ÉNONCÉ: Recopiez intégralement, sans y changer un seul mot, le texte source ci-dessous consacré au Roi Carotte.

Un potager survitaminé

De la joie, des outrances, de la drôlerie et une équipe de haute précision, Le Roi Carotte revient quatre ans après sa création, mis en scène par l'une des stars mondiales de l'Opéra et fidèle de celui de Lyon, Laurent Pelly.


Offenbach lui va si bien. Laurent Pelly s'en amuse depuis des décennies ou presque avec notamment cet épatant triptyque Monsieur Chouflerie restera chez lui / L'Île de Tulipatan / Le Petit voyage dans la lune. C'était en 2005 en itinérance dans Lyon. En 1998, il signait un Orphée aux Enfers royal dans des décors à couper le souffle, signés par la fidèle scénographe Chantal Thomas. La Vie Parisienne, La Belle Hélène, la Duchesse de Gérolstein, Les Contes d'Hoffmann suivront. Quand il monte en 2015 Le Roi Carotte, il va encore plus loin dans le plaisir du jeu et ne lésine pas sur les costumes, qu'il dessine comme dans chacun de ses travaux au théâtre ou à l'opéra, et affuble le ténor Christophe Mortagne d'une carotte à taille humaine très phallique. Car tout est poussé à son extrême dans cette adaptation de cet opéra-bouffe en trois actes créé en 1872.

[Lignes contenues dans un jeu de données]
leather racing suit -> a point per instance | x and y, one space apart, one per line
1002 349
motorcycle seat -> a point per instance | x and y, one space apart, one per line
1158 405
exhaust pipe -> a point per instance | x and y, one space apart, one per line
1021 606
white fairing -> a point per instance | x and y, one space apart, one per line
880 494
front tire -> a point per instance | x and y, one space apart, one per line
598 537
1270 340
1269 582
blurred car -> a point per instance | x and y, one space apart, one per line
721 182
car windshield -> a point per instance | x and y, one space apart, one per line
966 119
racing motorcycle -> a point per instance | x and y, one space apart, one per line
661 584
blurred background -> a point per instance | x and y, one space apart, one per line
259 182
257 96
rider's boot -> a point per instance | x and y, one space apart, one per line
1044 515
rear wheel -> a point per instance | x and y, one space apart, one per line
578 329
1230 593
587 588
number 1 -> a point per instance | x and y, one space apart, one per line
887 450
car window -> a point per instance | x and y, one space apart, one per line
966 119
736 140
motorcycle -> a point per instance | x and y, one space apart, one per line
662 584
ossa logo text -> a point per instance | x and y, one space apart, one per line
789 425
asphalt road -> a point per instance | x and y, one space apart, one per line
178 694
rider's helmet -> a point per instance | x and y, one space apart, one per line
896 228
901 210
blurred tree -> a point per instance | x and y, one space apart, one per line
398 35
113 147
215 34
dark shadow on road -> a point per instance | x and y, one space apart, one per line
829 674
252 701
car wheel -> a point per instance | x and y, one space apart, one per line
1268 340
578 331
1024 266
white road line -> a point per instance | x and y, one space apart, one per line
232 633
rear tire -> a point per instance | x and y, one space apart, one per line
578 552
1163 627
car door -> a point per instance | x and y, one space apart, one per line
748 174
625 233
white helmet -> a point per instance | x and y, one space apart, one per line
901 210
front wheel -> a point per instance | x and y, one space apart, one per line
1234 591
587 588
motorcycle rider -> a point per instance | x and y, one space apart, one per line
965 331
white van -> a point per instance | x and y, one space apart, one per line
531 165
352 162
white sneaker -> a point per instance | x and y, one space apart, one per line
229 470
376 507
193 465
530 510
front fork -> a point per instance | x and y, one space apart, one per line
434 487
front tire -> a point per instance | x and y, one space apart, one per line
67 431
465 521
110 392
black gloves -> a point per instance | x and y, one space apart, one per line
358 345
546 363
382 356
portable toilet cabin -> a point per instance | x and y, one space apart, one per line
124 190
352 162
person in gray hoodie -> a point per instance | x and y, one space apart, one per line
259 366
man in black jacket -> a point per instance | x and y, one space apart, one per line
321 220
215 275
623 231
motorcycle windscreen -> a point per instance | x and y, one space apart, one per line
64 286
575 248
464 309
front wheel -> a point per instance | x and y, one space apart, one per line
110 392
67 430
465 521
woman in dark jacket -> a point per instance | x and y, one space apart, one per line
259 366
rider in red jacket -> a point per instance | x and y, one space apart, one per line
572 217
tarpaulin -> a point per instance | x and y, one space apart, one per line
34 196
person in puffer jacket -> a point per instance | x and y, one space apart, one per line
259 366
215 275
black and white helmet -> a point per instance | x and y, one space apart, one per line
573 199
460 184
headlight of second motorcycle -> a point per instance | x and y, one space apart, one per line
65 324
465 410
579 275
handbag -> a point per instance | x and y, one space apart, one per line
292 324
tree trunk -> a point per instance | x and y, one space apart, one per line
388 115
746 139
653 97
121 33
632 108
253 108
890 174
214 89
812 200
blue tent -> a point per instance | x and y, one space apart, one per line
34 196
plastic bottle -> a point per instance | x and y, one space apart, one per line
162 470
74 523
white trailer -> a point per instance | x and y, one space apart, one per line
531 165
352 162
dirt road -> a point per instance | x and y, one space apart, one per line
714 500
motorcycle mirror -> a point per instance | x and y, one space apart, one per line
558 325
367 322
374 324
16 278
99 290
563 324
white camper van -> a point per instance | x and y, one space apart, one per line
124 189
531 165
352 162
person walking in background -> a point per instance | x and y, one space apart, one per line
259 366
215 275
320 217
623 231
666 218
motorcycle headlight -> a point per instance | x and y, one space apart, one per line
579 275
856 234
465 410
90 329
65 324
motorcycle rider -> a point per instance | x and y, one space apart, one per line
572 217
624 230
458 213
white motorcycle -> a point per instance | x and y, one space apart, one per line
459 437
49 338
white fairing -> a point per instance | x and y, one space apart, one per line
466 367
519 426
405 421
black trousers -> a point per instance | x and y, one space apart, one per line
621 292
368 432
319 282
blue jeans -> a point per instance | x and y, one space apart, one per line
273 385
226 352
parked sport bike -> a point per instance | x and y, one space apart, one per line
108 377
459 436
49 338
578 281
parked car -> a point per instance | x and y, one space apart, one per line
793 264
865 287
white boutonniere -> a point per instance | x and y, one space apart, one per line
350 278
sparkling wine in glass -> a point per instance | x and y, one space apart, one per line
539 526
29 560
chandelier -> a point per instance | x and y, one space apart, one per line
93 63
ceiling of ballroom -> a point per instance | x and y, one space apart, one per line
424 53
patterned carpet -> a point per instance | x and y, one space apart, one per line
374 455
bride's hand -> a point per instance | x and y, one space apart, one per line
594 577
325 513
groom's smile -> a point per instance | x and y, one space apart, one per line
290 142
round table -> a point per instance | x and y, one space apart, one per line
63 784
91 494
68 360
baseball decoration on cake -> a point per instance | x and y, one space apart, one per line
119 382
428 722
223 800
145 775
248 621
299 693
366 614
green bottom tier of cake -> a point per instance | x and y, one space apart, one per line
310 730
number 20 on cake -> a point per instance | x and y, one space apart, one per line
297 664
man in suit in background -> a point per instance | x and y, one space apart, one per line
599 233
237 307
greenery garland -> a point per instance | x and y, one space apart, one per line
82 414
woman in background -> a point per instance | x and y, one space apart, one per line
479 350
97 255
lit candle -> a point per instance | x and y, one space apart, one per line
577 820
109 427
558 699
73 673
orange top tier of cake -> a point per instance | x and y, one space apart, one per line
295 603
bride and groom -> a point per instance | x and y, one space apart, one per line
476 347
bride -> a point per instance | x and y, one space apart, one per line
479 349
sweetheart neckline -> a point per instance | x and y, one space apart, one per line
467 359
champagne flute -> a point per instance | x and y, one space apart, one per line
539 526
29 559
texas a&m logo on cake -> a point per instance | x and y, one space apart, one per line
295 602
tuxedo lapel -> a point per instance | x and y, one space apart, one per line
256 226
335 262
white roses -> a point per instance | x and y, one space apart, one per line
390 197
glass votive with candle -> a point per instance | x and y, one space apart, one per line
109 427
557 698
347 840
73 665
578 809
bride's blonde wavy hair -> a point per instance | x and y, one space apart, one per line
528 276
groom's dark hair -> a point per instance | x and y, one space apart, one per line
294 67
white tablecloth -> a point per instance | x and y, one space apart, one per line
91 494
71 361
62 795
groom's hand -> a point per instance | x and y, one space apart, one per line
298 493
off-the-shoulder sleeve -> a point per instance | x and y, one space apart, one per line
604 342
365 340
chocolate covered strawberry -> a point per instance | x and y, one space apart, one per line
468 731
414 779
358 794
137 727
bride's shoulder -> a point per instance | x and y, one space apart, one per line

CORRIGÉ:
Un potager survitaminé

De la joie, des outrances, de la drôlerie et une équipe de haute précision, Le Roi Carotte revient quatre ans après sa création, mis en scène par l'une des stars mondiales de l'Opéra et fidèle de celui de Lyon, Laurent Pelly.


Offenbach lui va si bien. Laurent Pelly s'en amuse depuis des décennies ou presque avec notamment cet épatant triptyque Monsieur Chouflerie restera chez lui / L'Île de Tulipatan / Le Petit voyage dans la lune. C'était en 2005 en itinérance dans Lyon. En 1998, il signait un Orphée aux Enfers royal dans des décors à couper le souffle, signés par la fidèle scénographe Chantal Thomas. La Vie Parisienne, La Belle Hélène, la Duchesse de Gérolstein, Les Contes d'Hoffmann suivront. Quand il monte en 2015 Le Roi Carotte, il va encore plus loin dans le plaisir du jeu et ne lésine pas sur les costumes, qu'il dessine comme dans chacun de ses travaux au théâtre ou à l'opéra, et affuble le ténor Christophe Mortagne d'une carotte à taille humaine très phallique. Car tout est poussé à son extrême dans cette adaptation de cet opéra-bouffe en trois actes créé en 1872.